## EXERCISE TASK 1
Answer these questions about the essay on seeing oneself as the hero of the story:
(a) Which chapter and verses of Ezekiel are quoted at the top?
(b) What does the writer believe life is?
(c) How does the writer think everything is supposed to turn out?
## EXERCISE TASK 2
Rewrite the essay on seeing oneself as the hero of the story from "I have a problem.  I" to "toward me at all.", putting "novel" in place of "book".
## EXERCISE TASK 3
Continue the essay on seeing oneself as the hero of the story from its last sentence.

## EXTRACTED TEXT
===============
And I will give you a new heart, and a new spirit I will put within you. And I will remove the heart of stone from your flesh and give you a heart of flesh. And I will put my Spirit within you, and cause you to walk in my statutes and be careful to obey my rules. You shall dwell in the land that I gave to your fathers, and you shall be my people, and I will be your God. And I will deliver you from all your uncleannesses... Ezek 36:26-29.

Dene Ward

The Hero of the Story

I have a problem.  I believe that life is a book and I am the hero of the story.  Everything anyone does is done with me in mind because I am the central character.  Any time I rub shoulders with another person in my daily life, that person did it solely because he wanted to hurt me, or inconvenience me, or insult me, or otherwise bother my life. 
    What is really happening is that person thinks his life is a book and he is the hero, and I am the one causing him trouble.  The things I often get so upset about are nothing more than an accidental crossing of paths or an idiosyncrasy that, in my own self-centeredness, I have decided to take as a personal offense when the other person was not directing it toward me at all.
    And in the same vein, I think everything is supposed to turn out wonderfully, a happily ever after for all my goodness and faithfulness, because I am the hero after all.  Admit it:  you have the same problem, and it can cost us our souls if we are not careful.
===============
## LISTED ENTRIES
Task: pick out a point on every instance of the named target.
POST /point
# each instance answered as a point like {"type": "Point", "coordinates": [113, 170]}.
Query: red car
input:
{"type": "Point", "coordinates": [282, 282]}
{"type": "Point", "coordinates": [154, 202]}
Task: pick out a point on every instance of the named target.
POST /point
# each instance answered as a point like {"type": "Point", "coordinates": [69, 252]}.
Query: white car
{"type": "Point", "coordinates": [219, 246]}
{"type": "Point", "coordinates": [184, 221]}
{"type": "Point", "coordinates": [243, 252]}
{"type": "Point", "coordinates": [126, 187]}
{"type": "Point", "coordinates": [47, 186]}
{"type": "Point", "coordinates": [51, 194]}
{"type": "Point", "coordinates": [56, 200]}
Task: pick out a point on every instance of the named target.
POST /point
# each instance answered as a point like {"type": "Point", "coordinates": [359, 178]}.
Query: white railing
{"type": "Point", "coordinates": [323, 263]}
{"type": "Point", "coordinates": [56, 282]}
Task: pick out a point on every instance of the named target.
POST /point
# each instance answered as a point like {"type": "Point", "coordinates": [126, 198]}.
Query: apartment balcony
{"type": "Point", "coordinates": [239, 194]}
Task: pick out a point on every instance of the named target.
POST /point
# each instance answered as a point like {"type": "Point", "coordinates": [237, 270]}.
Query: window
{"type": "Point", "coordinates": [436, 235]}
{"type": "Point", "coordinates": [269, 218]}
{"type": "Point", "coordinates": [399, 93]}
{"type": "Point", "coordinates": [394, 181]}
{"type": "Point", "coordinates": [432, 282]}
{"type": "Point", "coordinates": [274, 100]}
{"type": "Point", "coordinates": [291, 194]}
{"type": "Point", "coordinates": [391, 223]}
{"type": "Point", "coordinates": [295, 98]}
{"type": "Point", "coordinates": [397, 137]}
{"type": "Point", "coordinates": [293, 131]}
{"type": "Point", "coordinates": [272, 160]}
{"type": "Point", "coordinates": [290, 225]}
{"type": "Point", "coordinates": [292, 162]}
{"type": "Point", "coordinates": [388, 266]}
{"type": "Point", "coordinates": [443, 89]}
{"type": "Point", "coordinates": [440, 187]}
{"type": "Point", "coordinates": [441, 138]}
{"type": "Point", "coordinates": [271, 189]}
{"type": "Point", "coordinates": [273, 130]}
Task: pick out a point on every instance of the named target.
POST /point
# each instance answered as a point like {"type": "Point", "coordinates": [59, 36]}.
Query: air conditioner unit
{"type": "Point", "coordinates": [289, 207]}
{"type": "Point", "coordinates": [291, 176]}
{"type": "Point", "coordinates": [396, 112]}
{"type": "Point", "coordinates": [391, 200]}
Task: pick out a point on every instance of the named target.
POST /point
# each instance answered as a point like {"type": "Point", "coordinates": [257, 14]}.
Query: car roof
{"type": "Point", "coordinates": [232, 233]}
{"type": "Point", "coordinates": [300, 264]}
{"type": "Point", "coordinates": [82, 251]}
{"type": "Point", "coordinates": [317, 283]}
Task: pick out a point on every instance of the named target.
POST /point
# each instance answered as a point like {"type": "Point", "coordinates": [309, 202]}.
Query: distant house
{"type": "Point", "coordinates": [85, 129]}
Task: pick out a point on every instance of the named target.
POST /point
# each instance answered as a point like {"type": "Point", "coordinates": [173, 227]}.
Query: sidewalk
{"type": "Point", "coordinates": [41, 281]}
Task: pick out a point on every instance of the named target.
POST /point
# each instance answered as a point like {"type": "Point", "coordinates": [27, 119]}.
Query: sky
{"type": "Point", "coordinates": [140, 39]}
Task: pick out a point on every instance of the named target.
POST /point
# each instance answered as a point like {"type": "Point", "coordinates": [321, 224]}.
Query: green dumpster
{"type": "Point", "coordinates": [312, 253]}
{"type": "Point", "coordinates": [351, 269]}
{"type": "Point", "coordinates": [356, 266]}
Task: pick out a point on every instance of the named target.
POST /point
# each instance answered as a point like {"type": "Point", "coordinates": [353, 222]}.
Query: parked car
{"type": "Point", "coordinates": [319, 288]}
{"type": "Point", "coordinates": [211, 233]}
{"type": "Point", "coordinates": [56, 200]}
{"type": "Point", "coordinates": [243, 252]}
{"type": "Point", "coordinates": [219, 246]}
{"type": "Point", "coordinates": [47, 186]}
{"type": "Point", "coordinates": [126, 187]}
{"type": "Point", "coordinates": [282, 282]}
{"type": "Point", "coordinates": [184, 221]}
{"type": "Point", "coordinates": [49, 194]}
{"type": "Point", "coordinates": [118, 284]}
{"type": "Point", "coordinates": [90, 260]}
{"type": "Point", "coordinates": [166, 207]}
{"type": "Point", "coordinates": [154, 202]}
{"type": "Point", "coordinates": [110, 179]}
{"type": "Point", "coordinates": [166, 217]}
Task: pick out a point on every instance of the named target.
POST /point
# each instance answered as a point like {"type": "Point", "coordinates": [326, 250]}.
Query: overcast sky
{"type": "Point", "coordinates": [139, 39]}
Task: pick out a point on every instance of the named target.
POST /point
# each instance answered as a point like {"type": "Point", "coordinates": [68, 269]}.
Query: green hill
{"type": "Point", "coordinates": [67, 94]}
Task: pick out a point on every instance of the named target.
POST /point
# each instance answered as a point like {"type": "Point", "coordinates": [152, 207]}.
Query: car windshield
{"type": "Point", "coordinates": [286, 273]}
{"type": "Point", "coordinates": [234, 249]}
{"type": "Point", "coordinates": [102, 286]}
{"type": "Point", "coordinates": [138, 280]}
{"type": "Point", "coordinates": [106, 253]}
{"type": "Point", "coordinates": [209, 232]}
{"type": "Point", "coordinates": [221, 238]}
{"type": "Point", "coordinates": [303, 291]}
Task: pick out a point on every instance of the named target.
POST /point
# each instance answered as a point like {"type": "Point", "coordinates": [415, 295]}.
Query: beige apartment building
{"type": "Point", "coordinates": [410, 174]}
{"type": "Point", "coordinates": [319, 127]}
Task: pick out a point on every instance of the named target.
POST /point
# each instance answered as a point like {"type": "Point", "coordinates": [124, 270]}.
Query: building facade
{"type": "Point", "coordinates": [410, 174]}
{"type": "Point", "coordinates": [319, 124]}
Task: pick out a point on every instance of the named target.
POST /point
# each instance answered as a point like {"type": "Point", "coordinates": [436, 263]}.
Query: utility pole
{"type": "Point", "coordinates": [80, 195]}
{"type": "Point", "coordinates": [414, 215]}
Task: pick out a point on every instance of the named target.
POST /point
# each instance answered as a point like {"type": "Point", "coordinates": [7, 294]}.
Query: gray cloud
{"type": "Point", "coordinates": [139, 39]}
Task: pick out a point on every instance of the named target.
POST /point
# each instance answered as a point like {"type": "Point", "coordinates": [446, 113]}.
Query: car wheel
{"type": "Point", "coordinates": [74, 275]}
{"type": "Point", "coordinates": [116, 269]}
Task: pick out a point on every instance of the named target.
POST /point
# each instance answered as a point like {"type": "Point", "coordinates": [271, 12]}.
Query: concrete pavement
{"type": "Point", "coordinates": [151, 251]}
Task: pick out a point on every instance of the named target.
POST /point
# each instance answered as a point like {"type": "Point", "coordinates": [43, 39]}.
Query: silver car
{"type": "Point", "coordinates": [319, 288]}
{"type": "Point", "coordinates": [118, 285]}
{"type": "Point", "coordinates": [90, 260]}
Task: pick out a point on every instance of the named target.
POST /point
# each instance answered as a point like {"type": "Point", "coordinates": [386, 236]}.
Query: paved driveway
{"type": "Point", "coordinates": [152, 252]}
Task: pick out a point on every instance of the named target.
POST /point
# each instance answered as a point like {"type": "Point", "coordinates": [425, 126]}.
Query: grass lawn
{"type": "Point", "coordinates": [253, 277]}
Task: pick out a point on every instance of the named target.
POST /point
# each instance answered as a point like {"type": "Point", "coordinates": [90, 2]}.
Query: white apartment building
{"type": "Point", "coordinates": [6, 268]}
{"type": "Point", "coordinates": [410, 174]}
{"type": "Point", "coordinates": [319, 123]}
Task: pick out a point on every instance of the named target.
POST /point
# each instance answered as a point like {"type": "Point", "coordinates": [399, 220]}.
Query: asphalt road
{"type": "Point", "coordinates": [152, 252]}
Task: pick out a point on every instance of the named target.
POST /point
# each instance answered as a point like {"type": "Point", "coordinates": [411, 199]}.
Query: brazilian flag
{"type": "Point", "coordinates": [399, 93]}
===============
## WRITTEN REPLY 1
(a) Ezekiel 36:26-29.
(b) A book, with the writer as the hero of the story.
(c) Wonderfully, as a happily ever after for all the writer's goodness and faithfulness.

## WRITTEN REPLY 2
I have a problem.  I believe that life is a novel and I am the hero of the story.  Everything anyone does is done with me in mind because I am the central character.  Any time I rub shoulders with another person in my daily life, that person did it solely because he wanted to hurt me, or inconvenience me, or insult me, or otherwise bother my life. 
    What is really happening is that person thinks his life is a novel and he is the hero, and I am the one causing him trouble.  The things I often get so upset about are nothing more than an accidental crossing of paths or an idiosyncrasy that, in my own self-centeredness, I have decided to take as a personal offense when the other person was not directing it toward me at all.

## WRITTEN REPLY 3
    I think of John the Baptist, a man whose birth was announced by the same angel who announced Jesus’ birth.  He gave up any semblance of a normal life to fulfill the mission God gave him.  If not for John’s preaching, what would have become of Christianity?  If it took several years for the men who actually walked with Jesus to figure things out, what of the masses if John had not worked so hard to prepare them for the coming of the kingdom?  The thought of 3000 being baptized on the Day of Pentecost would have been nothing more than a pipe dream.
    John also gave up what others might have expected in the way of glory.  He watched Jesus begin his ministry and gradually take away many of his own disciples.  For all his sacrifice this is the thanks he gets?  John did not look for thanks.  Indeed, as his ministry waned and an unjust death at about the age of 31 loomed, his remaining disciples came to him complaining about Jesus’ growing popularity as if it were an affront to John.  John answered and said, A man can receive nothing, except it have been given him from heaven. You yourselves bear me witness that I said, I am not the Christ, but, that I am sent before him. He that has the bride is the bridegroom: but the friend of the bridegroom, who stands and hears him, rejoices greatly because of the bridegroom's voice: this my joy therefore is made full. He must increase, but I must decrease. John 3:27-30.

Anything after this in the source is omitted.